Pointing dataset records:
________________
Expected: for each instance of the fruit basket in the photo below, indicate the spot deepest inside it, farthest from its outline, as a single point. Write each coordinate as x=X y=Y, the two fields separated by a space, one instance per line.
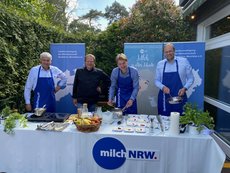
x=88 y=124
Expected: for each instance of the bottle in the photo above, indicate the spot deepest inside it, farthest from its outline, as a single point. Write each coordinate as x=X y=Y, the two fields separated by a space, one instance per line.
x=98 y=112
x=84 y=112
x=151 y=128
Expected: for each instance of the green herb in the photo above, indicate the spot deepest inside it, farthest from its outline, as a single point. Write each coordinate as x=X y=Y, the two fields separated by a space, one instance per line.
x=11 y=117
x=196 y=117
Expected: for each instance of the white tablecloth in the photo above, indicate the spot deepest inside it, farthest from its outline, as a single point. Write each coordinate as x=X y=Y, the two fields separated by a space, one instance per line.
x=70 y=151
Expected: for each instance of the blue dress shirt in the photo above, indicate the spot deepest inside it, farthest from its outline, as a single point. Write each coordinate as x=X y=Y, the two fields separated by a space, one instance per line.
x=33 y=77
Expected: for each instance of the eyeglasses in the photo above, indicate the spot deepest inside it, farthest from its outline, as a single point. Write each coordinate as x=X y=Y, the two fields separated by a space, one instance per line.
x=170 y=51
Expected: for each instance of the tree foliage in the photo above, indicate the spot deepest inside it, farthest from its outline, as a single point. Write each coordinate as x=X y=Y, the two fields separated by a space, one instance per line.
x=45 y=12
x=115 y=12
x=27 y=27
x=156 y=21
x=91 y=16
x=21 y=43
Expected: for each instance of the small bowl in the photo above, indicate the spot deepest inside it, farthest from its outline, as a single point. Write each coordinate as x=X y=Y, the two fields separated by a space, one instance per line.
x=39 y=111
x=175 y=100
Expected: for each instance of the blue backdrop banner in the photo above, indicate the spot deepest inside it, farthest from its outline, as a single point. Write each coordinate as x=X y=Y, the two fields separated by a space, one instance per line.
x=145 y=56
x=67 y=57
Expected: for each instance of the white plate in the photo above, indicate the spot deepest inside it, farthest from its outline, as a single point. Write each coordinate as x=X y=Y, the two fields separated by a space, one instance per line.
x=128 y=130
x=140 y=130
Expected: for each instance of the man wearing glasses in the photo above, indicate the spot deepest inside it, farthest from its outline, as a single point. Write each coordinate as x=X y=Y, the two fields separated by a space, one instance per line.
x=89 y=83
x=173 y=77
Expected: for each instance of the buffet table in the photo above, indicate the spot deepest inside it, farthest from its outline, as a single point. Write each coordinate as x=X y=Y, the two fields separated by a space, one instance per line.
x=33 y=151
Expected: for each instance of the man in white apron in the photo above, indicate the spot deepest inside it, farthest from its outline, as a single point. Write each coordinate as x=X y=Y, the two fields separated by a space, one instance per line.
x=173 y=77
x=41 y=81
x=125 y=82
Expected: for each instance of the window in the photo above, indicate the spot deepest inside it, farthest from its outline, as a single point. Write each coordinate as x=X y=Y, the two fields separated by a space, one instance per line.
x=217 y=74
x=220 y=27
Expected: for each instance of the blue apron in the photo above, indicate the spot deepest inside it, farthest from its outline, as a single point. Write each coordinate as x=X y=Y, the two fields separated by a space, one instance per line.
x=173 y=82
x=44 y=93
x=124 y=92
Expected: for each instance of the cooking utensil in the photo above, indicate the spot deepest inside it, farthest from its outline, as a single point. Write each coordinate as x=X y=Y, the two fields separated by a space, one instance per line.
x=174 y=100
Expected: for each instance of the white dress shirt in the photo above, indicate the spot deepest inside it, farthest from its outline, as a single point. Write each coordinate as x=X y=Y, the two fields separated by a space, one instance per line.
x=33 y=77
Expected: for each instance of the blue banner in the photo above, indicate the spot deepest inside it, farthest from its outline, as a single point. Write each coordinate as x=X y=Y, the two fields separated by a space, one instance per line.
x=145 y=56
x=67 y=57
x=195 y=53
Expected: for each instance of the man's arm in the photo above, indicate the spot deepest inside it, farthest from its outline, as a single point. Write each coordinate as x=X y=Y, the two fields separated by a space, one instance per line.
x=158 y=76
x=189 y=75
x=63 y=81
x=27 y=89
x=135 y=77
x=106 y=82
x=75 y=84
x=113 y=85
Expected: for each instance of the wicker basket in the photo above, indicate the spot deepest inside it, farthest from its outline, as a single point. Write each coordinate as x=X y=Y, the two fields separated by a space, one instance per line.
x=88 y=128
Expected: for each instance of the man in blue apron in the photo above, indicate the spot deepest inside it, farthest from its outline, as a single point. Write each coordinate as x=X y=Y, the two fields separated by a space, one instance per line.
x=41 y=81
x=173 y=77
x=125 y=82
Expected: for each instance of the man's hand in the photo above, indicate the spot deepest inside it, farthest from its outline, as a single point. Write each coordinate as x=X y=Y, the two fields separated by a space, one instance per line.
x=182 y=92
x=75 y=102
x=57 y=89
x=129 y=103
x=166 y=90
x=28 y=107
x=99 y=89
x=110 y=103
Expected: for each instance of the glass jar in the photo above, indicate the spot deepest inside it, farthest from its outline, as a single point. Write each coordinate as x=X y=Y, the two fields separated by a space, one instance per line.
x=85 y=112
x=98 y=112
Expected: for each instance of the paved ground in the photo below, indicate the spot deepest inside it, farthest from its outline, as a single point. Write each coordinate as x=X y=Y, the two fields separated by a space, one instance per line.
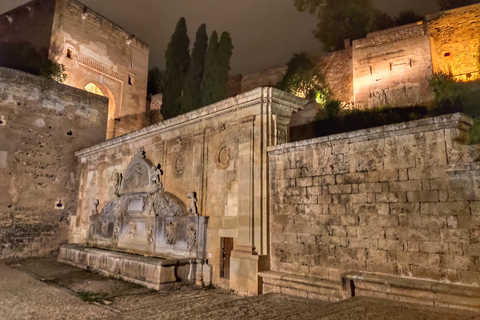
x=40 y=289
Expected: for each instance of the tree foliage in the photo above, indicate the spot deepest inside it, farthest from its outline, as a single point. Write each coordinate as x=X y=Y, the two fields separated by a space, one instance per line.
x=451 y=4
x=176 y=66
x=406 y=17
x=24 y=57
x=155 y=82
x=350 y=19
x=209 y=84
x=191 y=99
x=340 y=20
x=217 y=68
x=305 y=78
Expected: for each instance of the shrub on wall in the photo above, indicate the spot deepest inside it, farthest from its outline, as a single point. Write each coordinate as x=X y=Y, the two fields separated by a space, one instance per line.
x=305 y=79
x=24 y=57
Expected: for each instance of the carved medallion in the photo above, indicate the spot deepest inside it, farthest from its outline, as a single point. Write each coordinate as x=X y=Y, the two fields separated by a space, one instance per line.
x=179 y=165
x=281 y=136
x=170 y=233
x=223 y=157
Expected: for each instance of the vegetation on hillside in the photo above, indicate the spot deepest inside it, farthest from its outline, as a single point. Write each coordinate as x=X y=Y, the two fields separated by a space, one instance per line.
x=349 y=19
x=24 y=57
x=192 y=81
x=305 y=79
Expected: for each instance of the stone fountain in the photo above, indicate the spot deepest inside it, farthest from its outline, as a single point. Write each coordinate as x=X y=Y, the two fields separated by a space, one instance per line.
x=144 y=234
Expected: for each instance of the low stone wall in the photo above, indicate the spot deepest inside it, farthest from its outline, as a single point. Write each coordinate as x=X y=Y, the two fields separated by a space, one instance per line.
x=400 y=200
x=42 y=124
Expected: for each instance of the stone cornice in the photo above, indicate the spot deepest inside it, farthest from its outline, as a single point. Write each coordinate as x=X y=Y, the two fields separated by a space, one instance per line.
x=283 y=102
x=452 y=121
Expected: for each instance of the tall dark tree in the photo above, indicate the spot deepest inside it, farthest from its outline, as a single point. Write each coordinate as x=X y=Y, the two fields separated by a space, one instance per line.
x=451 y=4
x=217 y=68
x=224 y=54
x=209 y=84
x=191 y=98
x=176 y=67
x=155 y=82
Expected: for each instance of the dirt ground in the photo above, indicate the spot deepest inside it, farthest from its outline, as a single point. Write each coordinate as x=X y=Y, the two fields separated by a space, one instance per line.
x=41 y=288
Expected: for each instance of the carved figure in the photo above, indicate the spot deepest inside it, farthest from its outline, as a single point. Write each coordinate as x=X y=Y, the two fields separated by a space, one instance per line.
x=132 y=233
x=95 y=206
x=191 y=237
x=116 y=231
x=154 y=174
x=179 y=165
x=192 y=210
x=118 y=183
x=170 y=233
x=150 y=235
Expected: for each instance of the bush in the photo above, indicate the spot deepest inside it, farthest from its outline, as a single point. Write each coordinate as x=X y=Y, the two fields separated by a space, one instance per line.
x=24 y=57
x=305 y=79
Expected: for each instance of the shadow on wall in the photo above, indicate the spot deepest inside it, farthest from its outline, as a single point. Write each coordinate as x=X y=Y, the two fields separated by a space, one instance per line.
x=24 y=57
x=126 y=124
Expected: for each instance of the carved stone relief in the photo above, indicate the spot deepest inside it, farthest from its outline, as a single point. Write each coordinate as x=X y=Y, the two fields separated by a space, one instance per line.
x=223 y=157
x=191 y=237
x=132 y=230
x=150 y=235
x=179 y=165
x=170 y=229
x=192 y=210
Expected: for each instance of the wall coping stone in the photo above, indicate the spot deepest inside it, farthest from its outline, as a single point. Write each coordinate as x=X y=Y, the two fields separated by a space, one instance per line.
x=435 y=123
x=314 y=281
x=241 y=101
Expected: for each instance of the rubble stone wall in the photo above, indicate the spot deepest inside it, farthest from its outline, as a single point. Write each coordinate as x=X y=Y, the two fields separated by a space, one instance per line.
x=401 y=200
x=42 y=124
x=392 y=68
x=455 y=42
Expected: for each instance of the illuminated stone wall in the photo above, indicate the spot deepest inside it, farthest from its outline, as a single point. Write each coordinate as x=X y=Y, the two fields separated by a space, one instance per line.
x=392 y=67
x=218 y=152
x=455 y=42
x=400 y=200
x=42 y=124
x=94 y=51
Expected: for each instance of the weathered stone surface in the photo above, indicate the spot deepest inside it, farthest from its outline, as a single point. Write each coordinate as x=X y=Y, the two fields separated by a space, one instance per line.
x=400 y=222
x=46 y=122
x=98 y=55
________________
WHAT TO DO:
Please give the records starting with the line containing "Expected: for each instance of the tall" and going on through the line containing "x=126 y=124", both included, as a two-column CSV with the header instruction,answer and one row per record. Put each value in a single quoted field, with any line breaks replaced by spaces.

EXPECTED ANSWER:
instruction,answer
"Expected: for each instance of the tall dark tree in the photo above, indicate the spot deepest inside it, farthest from its outline, as a single point. Write each coordinate as x=X y=Y, the two fields separated by a space, one instance per line.","x=451 y=4 x=217 y=68 x=224 y=54 x=209 y=84 x=191 y=98 x=176 y=67 x=155 y=82"
"Expected: for each instance of the dirt ground in the photo above, indicate the spot deepest inside it, farthest from its outline, as a single point. Write each coordinate as x=X y=Y, the two fields separated by a space, one instance per line.","x=41 y=288"
"Expected: for each instance of the carved figure in the photo above, indicate the spot deepest inside it, farthest from its outline, as a single point. Write each coordinate as x=X y=Y, the two fields separated by a space, one instance per line.","x=132 y=233 x=95 y=206 x=191 y=237 x=116 y=231 x=154 y=174 x=179 y=165 x=192 y=210 x=118 y=183 x=170 y=233 x=150 y=235"
"Expected: for each instance of the bush in the photo above, indicate the spot deepest inside it, farthest from its outline, as a single point. Write each coordinate as x=X y=Y, the two fields separated by a space, one instance per line.","x=24 y=57 x=305 y=79"
"Expected: for each instance of the shadow on wall in the photo above, indicate the spot deepest inside it, farthest from its outline, as a single point. Write each coordinate as x=X y=Y, the two fields separated by a space, one instance per line.","x=24 y=57 x=126 y=124"